Coordinate annotation records:
* START *

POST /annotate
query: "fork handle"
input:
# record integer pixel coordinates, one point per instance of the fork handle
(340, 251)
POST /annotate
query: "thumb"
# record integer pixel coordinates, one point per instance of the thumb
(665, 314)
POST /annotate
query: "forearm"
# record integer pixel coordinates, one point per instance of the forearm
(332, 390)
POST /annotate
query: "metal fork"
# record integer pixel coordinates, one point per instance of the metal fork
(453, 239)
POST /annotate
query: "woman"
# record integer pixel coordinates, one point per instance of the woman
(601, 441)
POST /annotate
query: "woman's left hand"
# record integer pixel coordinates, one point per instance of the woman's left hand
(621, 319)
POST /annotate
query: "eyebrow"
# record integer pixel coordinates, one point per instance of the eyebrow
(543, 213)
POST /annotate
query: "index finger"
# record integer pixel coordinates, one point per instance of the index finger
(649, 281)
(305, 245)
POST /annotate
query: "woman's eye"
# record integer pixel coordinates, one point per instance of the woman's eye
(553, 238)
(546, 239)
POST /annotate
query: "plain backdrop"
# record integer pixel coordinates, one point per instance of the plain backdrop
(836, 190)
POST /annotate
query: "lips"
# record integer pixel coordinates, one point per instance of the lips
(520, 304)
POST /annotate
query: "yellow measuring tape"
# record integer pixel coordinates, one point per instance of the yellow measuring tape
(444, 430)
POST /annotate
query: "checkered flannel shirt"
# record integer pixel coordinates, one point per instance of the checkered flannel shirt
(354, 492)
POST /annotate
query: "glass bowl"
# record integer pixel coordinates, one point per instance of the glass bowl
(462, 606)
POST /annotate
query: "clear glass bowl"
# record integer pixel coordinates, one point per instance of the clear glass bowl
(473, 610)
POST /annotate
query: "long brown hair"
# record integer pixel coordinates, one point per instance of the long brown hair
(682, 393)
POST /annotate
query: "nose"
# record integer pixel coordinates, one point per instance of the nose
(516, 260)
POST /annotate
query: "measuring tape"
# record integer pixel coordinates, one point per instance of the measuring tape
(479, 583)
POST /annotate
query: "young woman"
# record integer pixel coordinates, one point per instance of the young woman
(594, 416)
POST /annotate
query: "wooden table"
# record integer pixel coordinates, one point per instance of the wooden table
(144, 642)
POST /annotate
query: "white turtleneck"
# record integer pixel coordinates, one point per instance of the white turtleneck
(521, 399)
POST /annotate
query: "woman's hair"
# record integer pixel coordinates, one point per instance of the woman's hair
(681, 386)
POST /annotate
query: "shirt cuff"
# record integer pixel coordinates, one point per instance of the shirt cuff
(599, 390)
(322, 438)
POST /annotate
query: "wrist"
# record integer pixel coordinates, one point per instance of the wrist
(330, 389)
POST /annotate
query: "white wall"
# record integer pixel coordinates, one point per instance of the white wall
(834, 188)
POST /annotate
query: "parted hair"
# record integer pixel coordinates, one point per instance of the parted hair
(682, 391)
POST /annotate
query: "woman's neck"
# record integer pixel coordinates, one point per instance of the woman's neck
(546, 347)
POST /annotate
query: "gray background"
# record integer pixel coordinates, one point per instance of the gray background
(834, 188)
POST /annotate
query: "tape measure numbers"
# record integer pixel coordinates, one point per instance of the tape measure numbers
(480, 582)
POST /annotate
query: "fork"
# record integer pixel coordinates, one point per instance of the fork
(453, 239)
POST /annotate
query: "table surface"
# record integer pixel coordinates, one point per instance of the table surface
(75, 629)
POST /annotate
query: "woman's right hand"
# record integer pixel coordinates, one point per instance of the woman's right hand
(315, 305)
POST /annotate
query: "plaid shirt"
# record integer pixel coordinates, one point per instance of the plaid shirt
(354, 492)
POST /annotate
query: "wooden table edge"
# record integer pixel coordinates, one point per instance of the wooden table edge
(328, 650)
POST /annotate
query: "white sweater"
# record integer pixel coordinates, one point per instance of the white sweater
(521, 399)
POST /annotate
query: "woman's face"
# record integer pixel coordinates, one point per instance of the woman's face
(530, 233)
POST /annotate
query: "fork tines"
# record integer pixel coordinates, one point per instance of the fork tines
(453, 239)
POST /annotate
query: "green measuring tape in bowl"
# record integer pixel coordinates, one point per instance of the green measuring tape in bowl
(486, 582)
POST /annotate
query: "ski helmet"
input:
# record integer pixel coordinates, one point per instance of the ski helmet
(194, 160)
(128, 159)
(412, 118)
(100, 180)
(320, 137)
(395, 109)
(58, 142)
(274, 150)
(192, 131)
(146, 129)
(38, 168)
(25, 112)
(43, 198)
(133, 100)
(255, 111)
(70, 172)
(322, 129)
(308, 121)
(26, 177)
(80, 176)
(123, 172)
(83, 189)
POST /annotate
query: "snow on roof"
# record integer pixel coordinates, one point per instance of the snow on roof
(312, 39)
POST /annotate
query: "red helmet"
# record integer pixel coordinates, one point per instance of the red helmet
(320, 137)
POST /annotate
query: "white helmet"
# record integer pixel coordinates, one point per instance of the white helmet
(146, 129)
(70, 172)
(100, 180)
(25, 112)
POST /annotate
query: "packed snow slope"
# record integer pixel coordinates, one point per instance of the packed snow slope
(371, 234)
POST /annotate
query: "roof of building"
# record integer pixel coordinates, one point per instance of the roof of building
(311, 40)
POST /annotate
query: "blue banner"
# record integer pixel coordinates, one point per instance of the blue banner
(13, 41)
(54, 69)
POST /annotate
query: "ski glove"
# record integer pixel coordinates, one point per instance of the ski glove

* END *

Reproduce the listing in full. Keep it exactly as written.

> [EXERCISE SOLUTION]:
POST /annotate
query: "fork handle"
input:
# record integer pixel coordinates, one point per instance of the fork handle
(340, 251)
POST /annotate
query: "thumb"
# record integer pixel coordinates, one point per instance of the thumb
(665, 314)
POST /annotate
query: "forearm"
# record integer pixel coordinates, one point per instance of the forearm
(332, 390)
POST /annotate
query: "metal fork"
# record integer pixel coordinates, one point per instance of the metal fork
(453, 239)
POST /annotate
query: "woman"
# record integer pixel coordinates, one point per instance of the woman
(601, 441)
POST /annotate
query: "woman's left hand"
# record integer pixel coordinates, one point per instance of the woman's left hand
(621, 319)
POST /annotate
query: "eyebrow"
# record integer pixel coordinates, one point per instance of the eyebrow
(543, 213)
POST /annotate
query: "index finger"
# record integer pixel coordinates, one point per instance of the index finger
(649, 281)
(305, 245)
POST /annotate
query: "woman's eye"
# record integer pixel coordinates, one point per instance of the woman's eye
(553, 238)
(546, 239)
POST /annotate
query: "plain backdrop"
# record integer pixel coordinates, one point per instance of the plain backdrop
(836, 190)
POST /annotate
query: "lips"
# record integer pixel coordinates, one point per instance of the lips
(520, 304)
POST /annotate
query: "yellow measuring tape"
# record integer pixel coordinates, one point per instance of the yellow measuring tape
(444, 430)
POST /annotate
query: "checkered flannel shirt"
# record integer pixel coordinates, one point per instance of the checkered flannel shirt
(354, 492)
POST /annotate
query: "glass bowl"
# record integer pixel coordinates, one point per instance of the glass bowl
(462, 606)
POST /annotate
query: "clear glass bowl"
# record integer pixel coordinates, one point per instance of the clear glass bowl
(473, 610)
POST /annotate
query: "long brown hair"
# record integer pixel coordinates, one point per instance of the long brown hair
(682, 393)
POST /annotate
query: "nose"
# record integer pixel coordinates, one point per instance of the nose
(516, 260)
POST /annotate
query: "measuring tape"
# record integer pixel coordinates, one point per instance of the measuring tape
(479, 583)
POST /annotate
query: "young woman"
# record integer pixel coordinates, one point per instance of the young woman
(594, 416)
POST /annotate
query: "wooden table"
# record integer pixel coordinates, one point per instance of the wooden table
(144, 642)
POST /annotate
query: "white turtleneck"
# record integer pixel coordinates, one point per instance of the white turtleneck
(521, 399)
POST /annotate
query: "woman's hair"
# record integer pixel coordinates, one point per instance of the woman's hair
(681, 386)
POST /annotate
query: "shirt cuff"
# record integer pixel coordinates, one point per instance of the shirt cuff
(599, 390)
(322, 438)
POST /annotate
query: "wrist"
# record integer pixel coordinates, one point per instance of the wrist
(330, 389)
POST /annotate
query: "white wall"
# record integer pixel coordinates, one point per instance of the white wall
(834, 188)
POST /annotate
query: "parted hair"
# record integer pixel coordinates, one point per instance of the parted hair
(682, 391)
POST /annotate
query: "woman's neck"
# record integer pixel coordinates, one point per instance of the woman's neck
(546, 347)
POST /annotate
query: "gray background"
# record integer pixel coordinates, one point per instance of the gray background
(834, 188)
POST /annotate
query: "tape measure numbers"
# record integer pixel coordinates, one point per instance of the tape measure numbers
(480, 582)
POST /annotate
query: "fork"
# record integer pixel coordinates, one point per instance of the fork
(453, 239)
POST /annotate
query: "table surface"
# record integer pixel coordinates, one point per instance of the table surface
(75, 629)
POST /annotate
query: "woman's right hand"
# record integer pixel coordinates, one point per instance of the woman's right hand
(315, 305)
POST /annotate
query: "plaid shirt"
# record integer pixel coordinates, one point per instance of the plaid shirt
(354, 492)
POST /annotate
query: "wooden table edge"
# record integer pixel coordinates, one point per instance of the wooden table edge
(328, 650)
POST /annotate
query: "white sweater"
# record integer pixel coordinates, one point per instance of the white sweater
(521, 399)
POST /annotate
query: "woman's face"
# record integer pixel coordinates, one point per instance of the woman's face
(530, 233)
POST /annotate
query: "fork tines"
# record integer pixel coordinates, one point per instance of the fork tines
(453, 239)
POST /annotate
query: "green measuring tape in bowl"
# record integer pixel coordinates, one point per instance of the green measuring tape in bowl
(486, 582)
POST /annotate
query: "ski helmet"
input:
# record integer pixel coordinates, one point per instance of the ski helmet
(194, 160)
(128, 159)
(412, 118)
(100, 180)
(320, 137)
(395, 109)
(58, 142)
(274, 150)
(192, 131)
(146, 129)
(38, 168)
(25, 112)
(43, 198)
(133, 100)
(255, 111)
(70, 172)
(322, 129)
(308, 121)
(26, 177)
(80, 176)
(123, 172)
(83, 189)
POST /annotate
query: "snow on roof"
# record integer pixel coordinates, one point per instance of the snow on roof
(312, 39)
POST /annotate
query: "red helmet"
# record integer pixel coordinates, one point per instance of the red helmet
(320, 137)
POST /annotate
query: "white helmet"
# record integer pixel coordinates, one point per instance of the white helmet
(146, 129)
(70, 172)
(100, 180)
(25, 112)
POST /annotate
query: "packed snow slope"
# record integer pixel coordinates, one point per instance of the packed snow slope
(371, 234)
POST /annotate
query: "roof of building"
# record integer pixel coordinates, one point per instance of the roof of building
(311, 40)
POST /annotate
query: "blue banner"
# record integer pixel coordinates, one point per instance of the blue banner
(13, 41)
(54, 69)
POST /annotate
query: "ski glove"
# record integer pixel coordinates, one point per instance of the ski glove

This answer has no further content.